◆ Written exercise a ◆
Find every line of the listing that follows the ATISS thread containing the string "tree", and copy each of those lines. Case counts.

◆ Selected text ◆
>> begin

ATISS
ATISS copied to clipboard
Reproduction Discrepancies: High FID, Overfitting Gives Nicer Results
Hello authors, First, thank you for open‑sourcing your code and detailed paper! We’re a team of beginner undergraduate students. So, we have following questions about reproducing ATISS results:
1. FID much higher than reported (~95–115 vs. 35)
- We used your
compute_fid.pyunmodified on 256×256 photorealistic, top‑down renders (after mesh retrieval) for both real test scenes and our 1 000 generated test layouts. - Repeated sampling 10× and averaged the FID.
- We get FID in the range 95–115, despite matching your classifier and KL metrics (ours are even slightly better).
- We also tried using same floor‐texture for real and synthetic scene pairs generated for same scenes floor plan.
Could we be missing any rendering or preprocessing detail?
2. Validation loss “overfits” yet sample quality remains good
Validation loss decreases only for ~50 epochs, then rises to worse than random initialization.
- Yet sampled scenes from the “overfitted” checkpoint contain plausible layouts and correct furniture counts, whereas the lowest–val‐loss checkpoint often produces near‐empty rooms.
- We calculated metrics for overfitted checkpoint, it gives similar results as minimum validation loss checkpoint.
What do you suggest about this?
3. Teacher forcing
- Why did you decide not to use teacher forcing?
- What should we change in loss or other to do teacher forcing?
Thank you!

>> end

◆ Written exercise b ◆
According to the ATISS thread, for roughly how many epochs does validation loss decrease before it starts to rise?

◆ Supplied data ◆
>> begin

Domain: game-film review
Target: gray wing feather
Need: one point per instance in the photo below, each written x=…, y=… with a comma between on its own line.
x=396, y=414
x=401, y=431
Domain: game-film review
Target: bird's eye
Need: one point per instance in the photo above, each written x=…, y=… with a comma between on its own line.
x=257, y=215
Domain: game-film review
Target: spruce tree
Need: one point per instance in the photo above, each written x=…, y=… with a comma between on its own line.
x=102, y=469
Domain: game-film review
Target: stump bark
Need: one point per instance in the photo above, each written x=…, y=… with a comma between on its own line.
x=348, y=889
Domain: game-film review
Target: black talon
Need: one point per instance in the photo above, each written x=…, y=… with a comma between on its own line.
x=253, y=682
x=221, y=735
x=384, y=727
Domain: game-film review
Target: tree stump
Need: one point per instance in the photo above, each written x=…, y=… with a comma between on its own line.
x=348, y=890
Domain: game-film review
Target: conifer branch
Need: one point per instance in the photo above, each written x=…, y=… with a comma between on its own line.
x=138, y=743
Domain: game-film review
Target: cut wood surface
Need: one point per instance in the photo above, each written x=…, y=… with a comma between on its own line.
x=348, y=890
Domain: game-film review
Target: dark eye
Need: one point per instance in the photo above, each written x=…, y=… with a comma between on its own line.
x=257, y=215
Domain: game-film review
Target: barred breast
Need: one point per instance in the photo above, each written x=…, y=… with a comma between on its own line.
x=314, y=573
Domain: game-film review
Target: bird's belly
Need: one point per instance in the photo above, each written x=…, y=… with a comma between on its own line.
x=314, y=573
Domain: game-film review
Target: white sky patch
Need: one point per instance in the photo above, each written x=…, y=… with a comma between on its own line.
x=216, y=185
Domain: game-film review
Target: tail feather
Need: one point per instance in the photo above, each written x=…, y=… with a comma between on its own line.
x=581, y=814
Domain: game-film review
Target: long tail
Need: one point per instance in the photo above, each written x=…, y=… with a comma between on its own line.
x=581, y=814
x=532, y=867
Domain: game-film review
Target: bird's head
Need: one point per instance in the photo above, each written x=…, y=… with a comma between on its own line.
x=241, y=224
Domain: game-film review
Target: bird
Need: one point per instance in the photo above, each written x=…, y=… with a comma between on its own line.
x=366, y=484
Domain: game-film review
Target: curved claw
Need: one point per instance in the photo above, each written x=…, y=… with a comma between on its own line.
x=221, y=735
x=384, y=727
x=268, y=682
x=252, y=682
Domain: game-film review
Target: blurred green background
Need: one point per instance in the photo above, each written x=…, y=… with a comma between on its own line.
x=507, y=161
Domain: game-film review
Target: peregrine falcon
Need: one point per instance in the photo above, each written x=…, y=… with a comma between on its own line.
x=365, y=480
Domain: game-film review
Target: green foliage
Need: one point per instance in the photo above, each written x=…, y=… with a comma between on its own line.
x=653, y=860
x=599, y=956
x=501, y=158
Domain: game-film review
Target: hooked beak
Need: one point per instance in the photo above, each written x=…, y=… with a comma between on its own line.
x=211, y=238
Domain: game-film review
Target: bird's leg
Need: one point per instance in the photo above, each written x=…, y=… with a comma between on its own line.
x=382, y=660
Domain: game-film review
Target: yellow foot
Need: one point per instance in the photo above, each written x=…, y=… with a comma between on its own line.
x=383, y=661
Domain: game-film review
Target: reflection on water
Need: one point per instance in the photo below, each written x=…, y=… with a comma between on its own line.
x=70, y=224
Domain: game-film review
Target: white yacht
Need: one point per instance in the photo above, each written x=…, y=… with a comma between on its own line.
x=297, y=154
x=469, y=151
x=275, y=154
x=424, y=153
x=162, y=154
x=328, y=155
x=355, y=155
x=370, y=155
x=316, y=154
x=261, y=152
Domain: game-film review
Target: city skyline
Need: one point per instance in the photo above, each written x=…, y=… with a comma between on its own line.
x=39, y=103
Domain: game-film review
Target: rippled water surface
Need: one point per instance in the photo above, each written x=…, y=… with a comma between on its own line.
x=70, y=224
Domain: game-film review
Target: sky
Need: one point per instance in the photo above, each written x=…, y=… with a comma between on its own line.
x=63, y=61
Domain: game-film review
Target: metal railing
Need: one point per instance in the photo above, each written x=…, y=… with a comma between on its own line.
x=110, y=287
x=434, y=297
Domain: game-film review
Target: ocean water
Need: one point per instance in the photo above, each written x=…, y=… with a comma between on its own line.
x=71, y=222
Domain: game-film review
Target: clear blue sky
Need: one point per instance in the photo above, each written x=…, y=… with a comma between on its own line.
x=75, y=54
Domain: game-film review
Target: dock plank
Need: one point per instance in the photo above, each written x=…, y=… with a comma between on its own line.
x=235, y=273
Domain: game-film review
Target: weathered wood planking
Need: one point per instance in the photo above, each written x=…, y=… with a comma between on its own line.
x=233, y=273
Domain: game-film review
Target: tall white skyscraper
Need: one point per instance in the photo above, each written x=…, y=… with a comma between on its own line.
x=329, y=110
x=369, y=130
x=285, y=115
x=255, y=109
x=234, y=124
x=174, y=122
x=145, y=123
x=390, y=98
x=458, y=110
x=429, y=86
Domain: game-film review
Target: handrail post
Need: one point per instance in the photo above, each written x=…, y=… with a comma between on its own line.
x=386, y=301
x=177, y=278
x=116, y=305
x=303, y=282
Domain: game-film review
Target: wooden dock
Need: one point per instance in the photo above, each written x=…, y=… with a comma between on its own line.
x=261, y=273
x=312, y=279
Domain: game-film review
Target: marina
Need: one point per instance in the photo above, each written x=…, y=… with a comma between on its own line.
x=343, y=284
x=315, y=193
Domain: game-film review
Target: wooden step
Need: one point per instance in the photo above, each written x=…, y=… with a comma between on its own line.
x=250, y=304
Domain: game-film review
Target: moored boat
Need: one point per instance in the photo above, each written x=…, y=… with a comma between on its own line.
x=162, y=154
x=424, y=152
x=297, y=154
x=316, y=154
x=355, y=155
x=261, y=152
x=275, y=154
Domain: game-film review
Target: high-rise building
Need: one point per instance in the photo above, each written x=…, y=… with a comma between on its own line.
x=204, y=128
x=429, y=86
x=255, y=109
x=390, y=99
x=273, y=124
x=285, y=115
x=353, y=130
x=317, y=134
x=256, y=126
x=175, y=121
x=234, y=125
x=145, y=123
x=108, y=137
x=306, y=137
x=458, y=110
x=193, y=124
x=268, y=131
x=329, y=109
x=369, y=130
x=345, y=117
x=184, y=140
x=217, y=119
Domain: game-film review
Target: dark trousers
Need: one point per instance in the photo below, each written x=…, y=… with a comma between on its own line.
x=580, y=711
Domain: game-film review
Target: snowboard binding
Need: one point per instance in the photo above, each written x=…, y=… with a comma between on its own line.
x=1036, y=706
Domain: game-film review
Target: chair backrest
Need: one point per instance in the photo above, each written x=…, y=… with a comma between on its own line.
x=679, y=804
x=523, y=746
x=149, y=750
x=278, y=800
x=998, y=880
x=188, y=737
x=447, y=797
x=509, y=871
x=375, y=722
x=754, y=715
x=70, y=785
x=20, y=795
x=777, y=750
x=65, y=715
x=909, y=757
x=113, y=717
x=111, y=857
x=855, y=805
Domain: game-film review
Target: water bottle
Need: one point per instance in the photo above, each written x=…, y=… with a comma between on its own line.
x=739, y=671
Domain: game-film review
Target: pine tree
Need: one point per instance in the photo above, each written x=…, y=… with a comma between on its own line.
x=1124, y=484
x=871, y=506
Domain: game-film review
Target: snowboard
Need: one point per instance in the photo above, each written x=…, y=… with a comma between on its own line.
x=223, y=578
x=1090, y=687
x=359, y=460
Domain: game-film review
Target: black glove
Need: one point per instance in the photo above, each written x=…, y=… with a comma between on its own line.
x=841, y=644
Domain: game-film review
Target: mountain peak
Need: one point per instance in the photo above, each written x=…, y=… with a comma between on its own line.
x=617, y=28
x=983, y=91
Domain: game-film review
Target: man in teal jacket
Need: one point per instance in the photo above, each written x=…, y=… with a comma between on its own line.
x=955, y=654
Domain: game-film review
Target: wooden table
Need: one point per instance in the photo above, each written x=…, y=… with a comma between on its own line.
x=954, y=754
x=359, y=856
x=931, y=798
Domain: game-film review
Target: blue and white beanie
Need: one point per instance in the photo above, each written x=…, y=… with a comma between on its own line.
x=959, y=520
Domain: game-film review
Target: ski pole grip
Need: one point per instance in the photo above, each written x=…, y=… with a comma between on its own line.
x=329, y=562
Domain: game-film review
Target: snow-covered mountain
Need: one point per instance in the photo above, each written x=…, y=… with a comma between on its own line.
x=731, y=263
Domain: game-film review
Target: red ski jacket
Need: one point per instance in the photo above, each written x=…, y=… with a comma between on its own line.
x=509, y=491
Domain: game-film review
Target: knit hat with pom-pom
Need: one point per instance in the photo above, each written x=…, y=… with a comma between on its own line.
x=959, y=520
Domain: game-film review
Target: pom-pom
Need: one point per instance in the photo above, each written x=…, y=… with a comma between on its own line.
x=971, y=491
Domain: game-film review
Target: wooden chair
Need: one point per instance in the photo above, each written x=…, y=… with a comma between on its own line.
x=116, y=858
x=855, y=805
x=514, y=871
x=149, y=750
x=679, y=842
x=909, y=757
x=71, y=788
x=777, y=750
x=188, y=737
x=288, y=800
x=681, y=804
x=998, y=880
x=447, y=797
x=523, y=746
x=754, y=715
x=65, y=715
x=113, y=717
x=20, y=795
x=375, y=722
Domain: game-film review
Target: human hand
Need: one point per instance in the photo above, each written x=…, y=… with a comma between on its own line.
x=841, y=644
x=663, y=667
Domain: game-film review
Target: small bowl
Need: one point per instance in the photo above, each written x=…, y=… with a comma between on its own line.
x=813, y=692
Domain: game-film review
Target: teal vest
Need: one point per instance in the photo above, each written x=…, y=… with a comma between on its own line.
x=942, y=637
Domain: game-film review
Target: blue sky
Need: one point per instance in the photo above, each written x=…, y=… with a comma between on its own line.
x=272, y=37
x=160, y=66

>> end

◆ Full solution a ◆
Target: spruce tree
Target: tree stump
Target: pine tree

◆ Full solution b ◆
About 50 epochs.